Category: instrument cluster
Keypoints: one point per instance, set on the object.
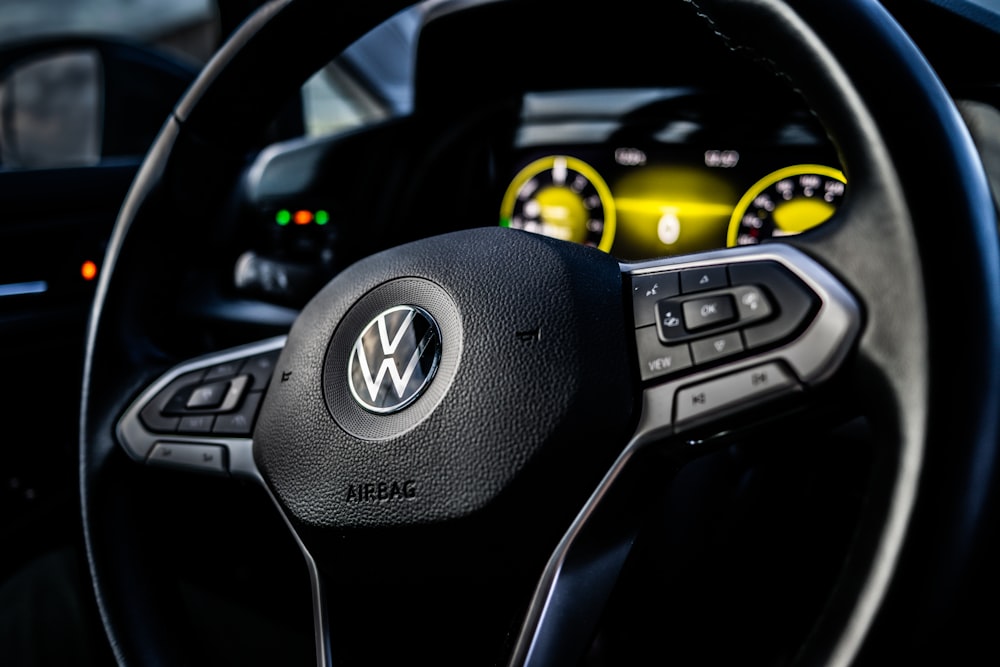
(680, 183)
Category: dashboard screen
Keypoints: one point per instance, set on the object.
(670, 185)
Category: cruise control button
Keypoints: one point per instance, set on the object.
(647, 290)
(657, 360)
(709, 312)
(794, 301)
(223, 371)
(208, 395)
(716, 347)
(732, 391)
(669, 322)
(205, 458)
(702, 280)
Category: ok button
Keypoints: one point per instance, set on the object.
(709, 312)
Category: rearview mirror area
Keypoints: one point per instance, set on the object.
(52, 111)
(78, 102)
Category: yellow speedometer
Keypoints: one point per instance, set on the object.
(786, 202)
(563, 197)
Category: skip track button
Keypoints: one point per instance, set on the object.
(731, 392)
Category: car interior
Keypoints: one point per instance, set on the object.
(713, 290)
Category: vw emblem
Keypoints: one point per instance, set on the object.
(394, 359)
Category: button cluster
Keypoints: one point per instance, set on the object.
(220, 400)
(693, 317)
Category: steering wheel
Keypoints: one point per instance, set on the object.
(464, 433)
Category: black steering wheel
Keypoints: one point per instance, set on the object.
(464, 434)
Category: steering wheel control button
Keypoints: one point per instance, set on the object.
(647, 289)
(708, 312)
(260, 368)
(239, 422)
(717, 347)
(752, 304)
(670, 320)
(200, 457)
(730, 392)
(657, 360)
(222, 371)
(394, 359)
(208, 395)
(796, 303)
(196, 424)
(703, 280)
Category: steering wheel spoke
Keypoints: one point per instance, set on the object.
(720, 333)
(200, 415)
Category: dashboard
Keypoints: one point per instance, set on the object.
(636, 172)
(665, 176)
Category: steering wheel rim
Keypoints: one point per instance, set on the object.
(902, 376)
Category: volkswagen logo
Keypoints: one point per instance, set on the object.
(394, 359)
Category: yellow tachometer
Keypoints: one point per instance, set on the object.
(563, 197)
(786, 202)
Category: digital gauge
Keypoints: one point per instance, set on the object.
(562, 197)
(786, 202)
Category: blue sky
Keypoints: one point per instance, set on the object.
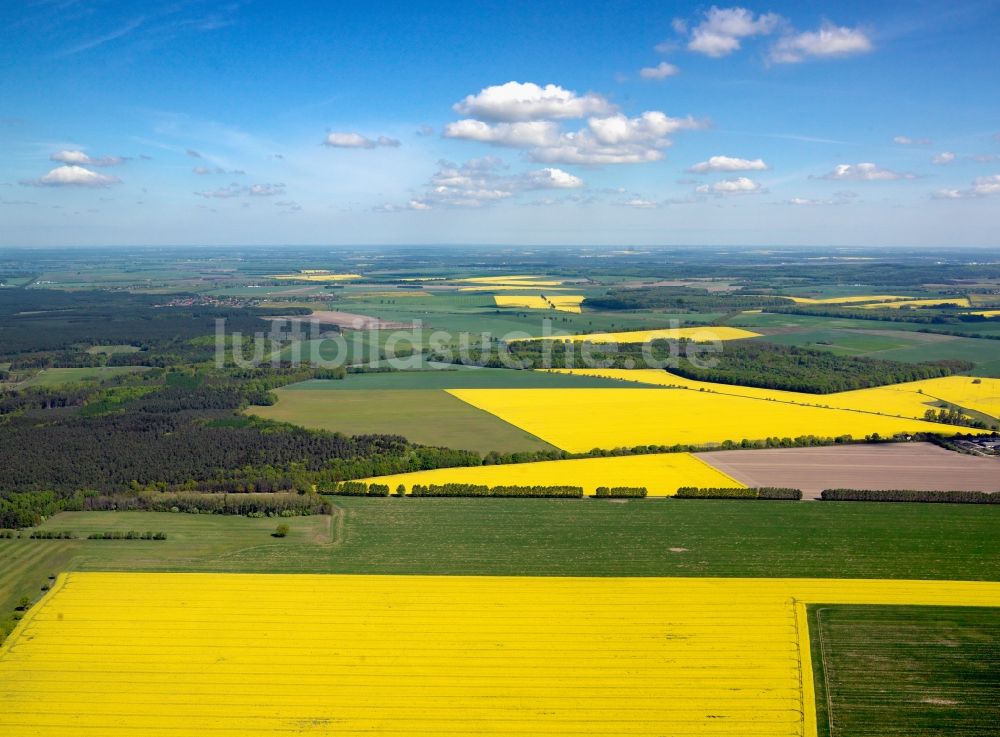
(197, 122)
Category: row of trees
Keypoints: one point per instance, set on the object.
(760, 492)
(910, 495)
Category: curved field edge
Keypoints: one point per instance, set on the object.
(734, 654)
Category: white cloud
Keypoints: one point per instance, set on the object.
(719, 33)
(659, 72)
(552, 178)
(79, 158)
(739, 185)
(981, 187)
(265, 190)
(865, 172)
(829, 41)
(356, 140)
(72, 176)
(840, 198)
(236, 190)
(515, 135)
(728, 163)
(205, 171)
(614, 139)
(516, 101)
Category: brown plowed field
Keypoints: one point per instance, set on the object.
(345, 320)
(920, 466)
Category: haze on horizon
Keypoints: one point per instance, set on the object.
(777, 123)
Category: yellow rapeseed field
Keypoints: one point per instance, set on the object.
(194, 655)
(699, 335)
(977, 393)
(510, 288)
(847, 300)
(662, 474)
(523, 280)
(579, 420)
(560, 302)
(957, 301)
(910, 399)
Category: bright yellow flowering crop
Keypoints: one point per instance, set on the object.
(699, 335)
(910, 399)
(195, 655)
(661, 473)
(523, 280)
(560, 302)
(846, 300)
(957, 301)
(579, 420)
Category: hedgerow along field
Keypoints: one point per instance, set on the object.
(480, 655)
(660, 473)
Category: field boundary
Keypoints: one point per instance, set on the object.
(30, 613)
(807, 686)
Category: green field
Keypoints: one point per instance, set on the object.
(562, 538)
(900, 671)
(890, 670)
(424, 416)
(538, 537)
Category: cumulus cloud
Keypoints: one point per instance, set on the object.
(483, 181)
(551, 178)
(514, 116)
(719, 32)
(615, 139)
(728, 163)
(865, 172)
(237, 190)
(79, 158)
(516, 101)
(829, 41)
(72, 176)
(356, 140)
(981, 187)
(659, 72)
(205, 171)
(738, 185)
(265, 190)
(839, 198)
(529, 134)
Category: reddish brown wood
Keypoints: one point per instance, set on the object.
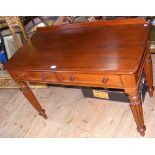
(136, 107)
(29, 95)
(149, 73)
(109, 54)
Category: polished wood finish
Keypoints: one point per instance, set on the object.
(97, 54)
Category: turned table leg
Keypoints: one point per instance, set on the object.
(31, 98)
(149, 73)
(136, 107)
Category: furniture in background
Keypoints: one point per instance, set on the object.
(14, 36)
(96, 54)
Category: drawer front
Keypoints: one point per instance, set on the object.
(37, 76)
(91, 78)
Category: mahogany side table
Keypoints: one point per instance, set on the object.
(107, 54)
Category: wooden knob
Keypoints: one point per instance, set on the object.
(44, 77)
(105, 80)
(72, 78)
(21, 76)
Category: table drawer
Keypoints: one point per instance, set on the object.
(90, 78)
(37, 76)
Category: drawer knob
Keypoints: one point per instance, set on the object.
(72, 78)
(21, 76)
(44, 77)
(105, 80)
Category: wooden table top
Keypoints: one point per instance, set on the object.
(90, 47)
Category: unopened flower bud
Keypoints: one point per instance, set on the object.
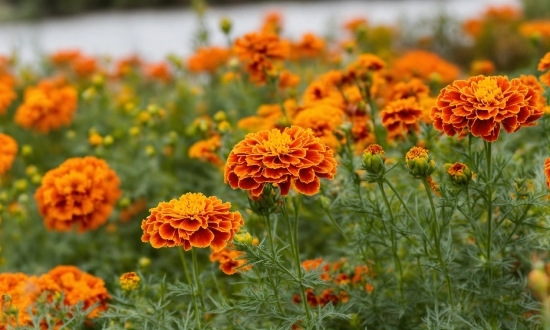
(420, 163)
(459, 173)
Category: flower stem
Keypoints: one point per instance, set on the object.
(192, 286)
(393, 239)
(437, 239)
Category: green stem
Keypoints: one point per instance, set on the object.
(437, 239)
(191, 285)
(393, 239)
(269, 274)
(293, 230)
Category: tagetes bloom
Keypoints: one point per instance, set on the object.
(283, 158)
(47, 107)
(208, 59)
(480, 105)
(78, 286)
(323, 120)
(401, 116)
(8, 151)
(230, 260)
(193, 220)
(547, 171)
(81, 192)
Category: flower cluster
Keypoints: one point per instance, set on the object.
(80, 192)
(283, 158)
(481, 105)
(75, 285)
(47, 107)
(193, 220)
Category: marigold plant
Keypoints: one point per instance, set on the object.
(79, 193)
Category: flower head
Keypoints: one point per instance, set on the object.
(193, 220)
(480, 105)
(283, 158)
(420, 163)
(129, 281)
(8, 150)
(47, 107)
(81, 192)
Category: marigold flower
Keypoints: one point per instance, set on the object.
(208, 59)
(47, 107)
(7, 96)
(229, 259)
(206, 150)
(419, 162)
(401, 116)
(193, 220)
(481, 104)
(80, 192)
(77, 286)
(129, 281)
(547, 171)
(323, 120)
(283, 158)
(8, 151)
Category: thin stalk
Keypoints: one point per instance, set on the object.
(191, 285)
(293, 230)
(393, 239)
(269, 275)
(437, 239)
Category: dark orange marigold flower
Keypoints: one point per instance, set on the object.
(80, 192)
(401, 117)
(480, 105)
(229, 259)
(282, 158)
(193, 220)
(208, 59)
(47, 107)
(8, 150)
(547, 171)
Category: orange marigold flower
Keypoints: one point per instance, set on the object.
(129, 281)
(481, 104)
(77, 286)
(229, 259)
(22, 290)
(47, 107)
(80, 192)
(401, 116)
(206, 150)
(547, 171)
(426, 66)
(208, 59)
(482, 67)
(309, 46)
(7, 96)
(322, 119)
(193, 220)
(283, 158)
(288, 79)
(8, 150)
(544, 63)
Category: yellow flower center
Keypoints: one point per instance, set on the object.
(416, 152)
(190, 204)
(487, 91)
(277, 142)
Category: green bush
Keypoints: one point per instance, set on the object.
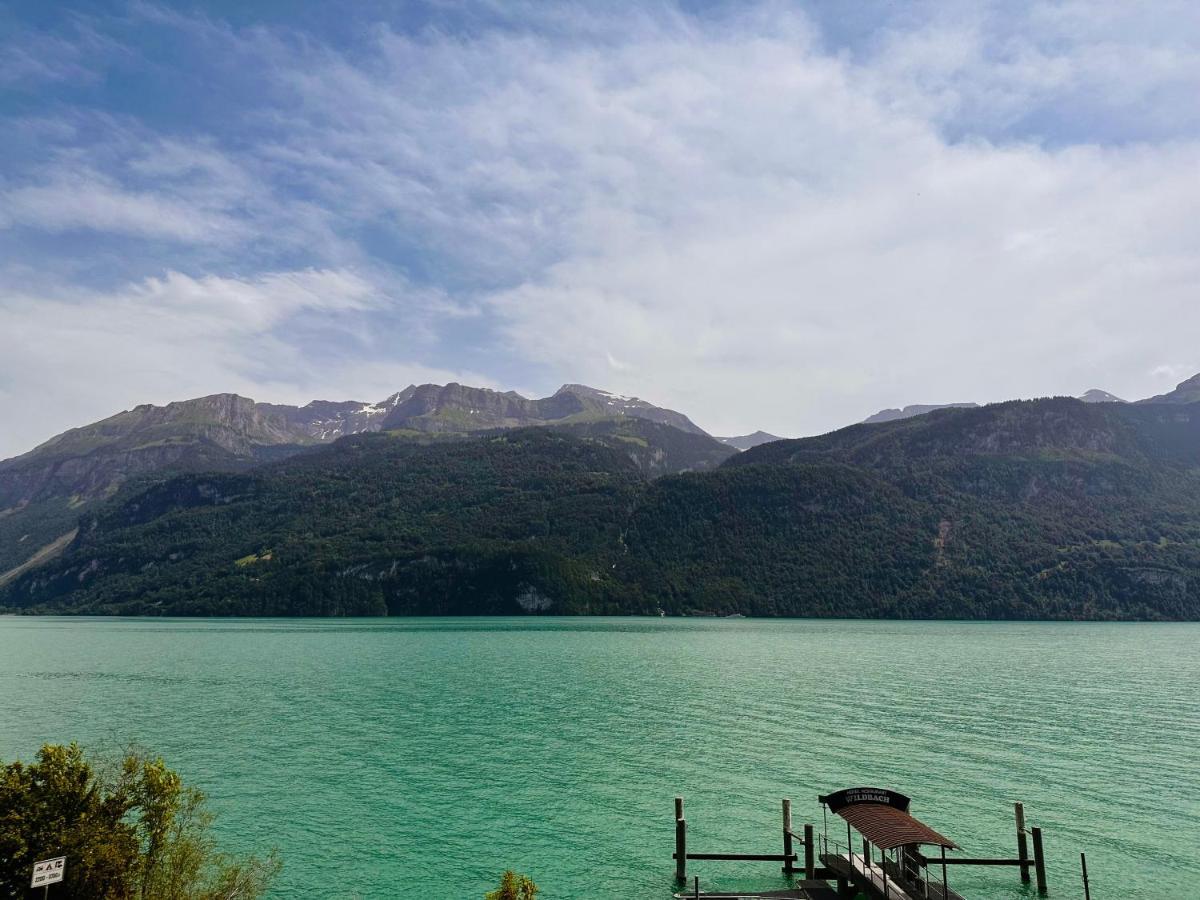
(514, 887)
(132, 832)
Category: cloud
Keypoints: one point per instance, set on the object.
(71, 358)
(748, 214)
(768, 235)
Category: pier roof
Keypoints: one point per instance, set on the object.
(882, 817)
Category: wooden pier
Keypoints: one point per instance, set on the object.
(887, 863)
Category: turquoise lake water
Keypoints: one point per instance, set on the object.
(427, 755)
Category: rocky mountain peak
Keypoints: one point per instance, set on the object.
(1097, 396)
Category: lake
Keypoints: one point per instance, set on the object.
(429, 755)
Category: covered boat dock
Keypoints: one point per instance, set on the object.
(889, 864)
(886, 855)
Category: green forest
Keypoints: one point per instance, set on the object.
(1035, 509)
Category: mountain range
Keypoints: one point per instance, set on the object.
(447, 499)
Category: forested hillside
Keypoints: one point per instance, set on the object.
(1039, 509)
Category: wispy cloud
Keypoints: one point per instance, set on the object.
(761, 215)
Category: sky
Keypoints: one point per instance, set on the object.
(766, 215)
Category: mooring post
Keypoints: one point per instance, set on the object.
(809, 862)
(1023, 850)
(789, 868)
(681, 850)
(1039, 859)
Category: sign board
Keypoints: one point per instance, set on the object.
(48, 871)
(852, 796)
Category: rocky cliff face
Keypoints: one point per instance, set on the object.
(229, 432)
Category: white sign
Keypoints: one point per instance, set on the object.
(48, 871)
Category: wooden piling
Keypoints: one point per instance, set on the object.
(789, 865)
(1039, 861)
(810, 867)
(681, 850)
(1023, 850)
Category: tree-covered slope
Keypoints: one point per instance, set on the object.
(371, 525)
(1043, 509)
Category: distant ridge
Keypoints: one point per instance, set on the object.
(745, 442)
(1097, 396)
(43, 492)
(1185, 393)
(891, 415)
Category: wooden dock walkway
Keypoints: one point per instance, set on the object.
(871, 879)
(807, 891)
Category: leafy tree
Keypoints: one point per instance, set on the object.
(133, 833)
(514, 887)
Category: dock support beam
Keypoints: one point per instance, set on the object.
(681, 843)
(809, 856)
(1039, 861)
(1023, 850)
(789, 868)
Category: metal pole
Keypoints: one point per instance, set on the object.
(1039, 861)
(1023, 851)
(809, 863)
(787, 838)
(681, 850)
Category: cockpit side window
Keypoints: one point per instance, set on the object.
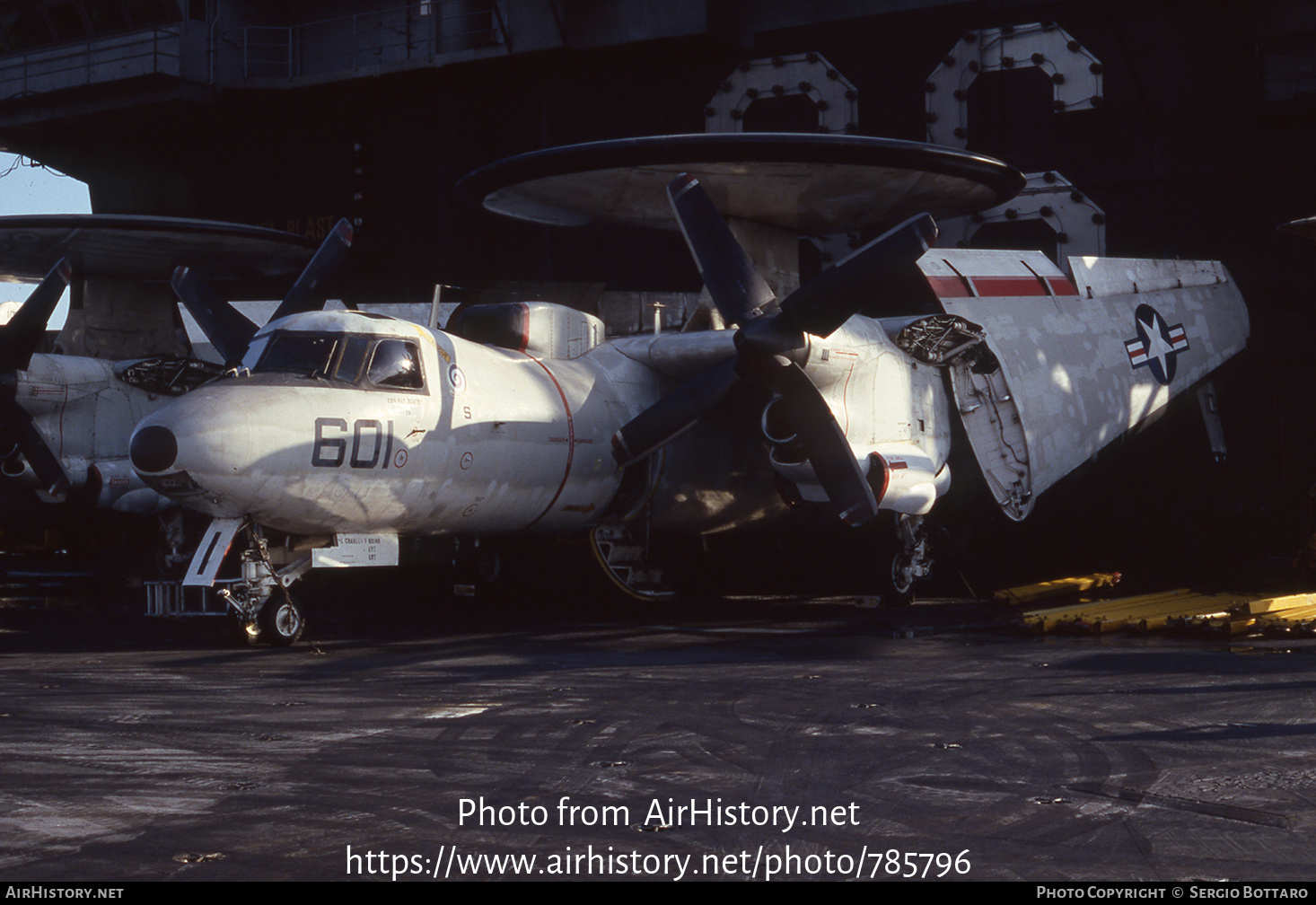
(395, 364)
(353, 356)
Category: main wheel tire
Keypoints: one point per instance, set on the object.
(897, 588)
(282, 621)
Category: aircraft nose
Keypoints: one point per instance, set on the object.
(153, 449)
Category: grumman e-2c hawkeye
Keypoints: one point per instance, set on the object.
(341, 430)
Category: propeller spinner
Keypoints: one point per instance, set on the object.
(768, 345)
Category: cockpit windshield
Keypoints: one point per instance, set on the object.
(392, 364)
(298, 353)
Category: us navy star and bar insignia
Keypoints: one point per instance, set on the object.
(1157, 344)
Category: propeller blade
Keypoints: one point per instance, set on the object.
(674, 413)
(20, 337)
(734, 286)
(825, 444)
(838, 294)
(226, 329)
(307, 292)
(33, 446)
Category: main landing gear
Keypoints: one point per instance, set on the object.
(266, 613)
(904, 560)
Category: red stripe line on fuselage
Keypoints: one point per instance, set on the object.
(1008, 286)
(956, 287)
(566, 472)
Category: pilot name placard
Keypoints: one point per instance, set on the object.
(658, 813)
(358, 550)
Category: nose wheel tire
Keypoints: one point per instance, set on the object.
(282, 621)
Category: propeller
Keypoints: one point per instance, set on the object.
(228, 329)
(768, 345)
(19, 341)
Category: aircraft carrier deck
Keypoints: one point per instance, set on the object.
⁂
● DESCRIPTION OF THE TASK
Copy every line from the one containing "Category: green forest" down to the one containing "(1039, 509)", both ends included, and add 63 to each coordinate in the points.

● FINAL RESULT
Category: green forest
Keypoints: one point per instance, set on the object.
(1098, 572)
Category: mountain range
Keypoints: one point per instance, set on the object.
(510, 562)
Category: forested hillside
Keypoints: one point per instance, set on the object.
(1102, 572)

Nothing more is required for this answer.